EJERCICIO >>
Redacte la continuación del texto sobre una coalición frente a Daniel Scioli, empezando justo después de su última oración.

FRAGMENTO DEL DOCUMENTO >>

::::::

El debate sobre el sentido, la posibilidad y la gobernabilidad de una coalición que enfrente a Daniel Scioli inunda el debate político. Hay quienes no quieren saber nada de aliarse con Mauricio Macri. Otros, de una ingenuidad irredimible, plantean que con una lista de «políticas de Estado» se crearía el terreno para alcanzar un acuerdo en torno a la candidatura del jefe de gobierno porteño.
Pienso que un acuerdo es necesario; que si ese acuerdo es sólo electoral está condenado a fracasar; que debe ser un acuerdo de gobierno; que debe evitar la abstracción de las llamadas «políticas de Estado» y contener políticas públicas concretas para la coyuntura y para los próximos cuatro años; que debe ser creíble para la sociedad y para las partes que lo conforman, para lo cual precisa basarse en un mecanismo que asegure que sus integrantes cumplan lo pactado so pena de un alto costo personal y político.
Si estas condiciones no se cumplieran, sería un acuerdo de cotillón que no obtendría la mayoría de los votos. Y si, por azar, lo lograra, no iría más lejos que el gobierno de la Alianza. Presento aquí algunas reflexiones sobre estas condiciones que no he visto, hasta ahora, reflejadas en el debate público.
Una coalición requiere un objetivo común cuya importancia sea suficientemente grande como para permitir el trabajo conjunto de personas y organizaciones que vienen de historias y pertenencias políticas diferentes. Hay dos objetivos generales: uno defensivo y otro constructivo.
El objetivo defensivo común es impedir la profundización de un tipo de gobierno que aleja cada vez más las posibilidades de que la Argentina entre en un círculo positivo de transformación y modernización. Hoy el país se disgrega y degrada culturalmente; se bloquean oportunidades de un crecimiento sostenido; el sistema institucional republicano no funciona; las condiciones de vida pasan períodos de mejoras provisorias que concluyen en mayor pobreza y desamparo. Nuestra sociedad no logra salir de su historia pendular, entre esperanzas y fracasos. Así, el primer objetivo común, el electoral, es evitar el triunfo de Scioli.

::::::

MATERIAL >>
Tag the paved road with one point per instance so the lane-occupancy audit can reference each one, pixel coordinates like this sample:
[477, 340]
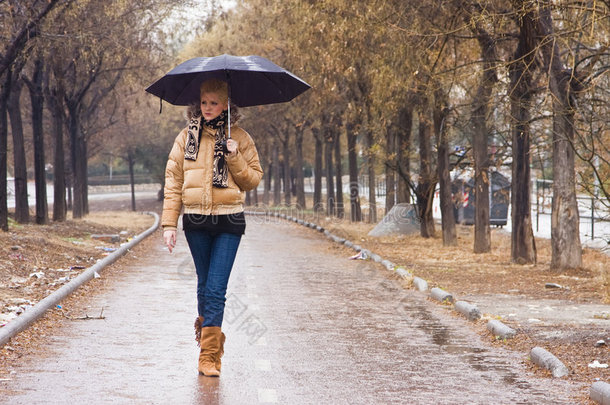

::::::

RESPUESTA >>
Si ganara, el gobernador tendría que elegir entre dos caminos. Por un lado, podría seguir con el actual manejo de la economía. Pero entonces comprobaríamos que el peligro de la ingobernabilidad no consiste en gobernar sin los «K», sino en continuar con lo que hicieron: el país se encaminaría a una situación de desequilibrios insostenibles.
Por otro lado, Scioli ha visto su camino despejado hacia la candidatura presidencial a cambio de garantías dadas al núcleo kirchnerista. Si no fueran cumplidas, abrirían un enfrentamiento interno que afectaría la conducción misma del Estado. De allí que si el gobernador decidiera romper con el populismo, lo más probable es que se desplomarían sobre él las furias de las organizaciones kirchneristas, que continuarán teniendo un poder considerable en la estructura política y administrativa del Estado. Éste es el dilema de Scioli: o deja de ser populista y se enfrenta con el aparato político K, o sigue siéndolo y conduce a la Argentina a una gravísima situación social, política y económica.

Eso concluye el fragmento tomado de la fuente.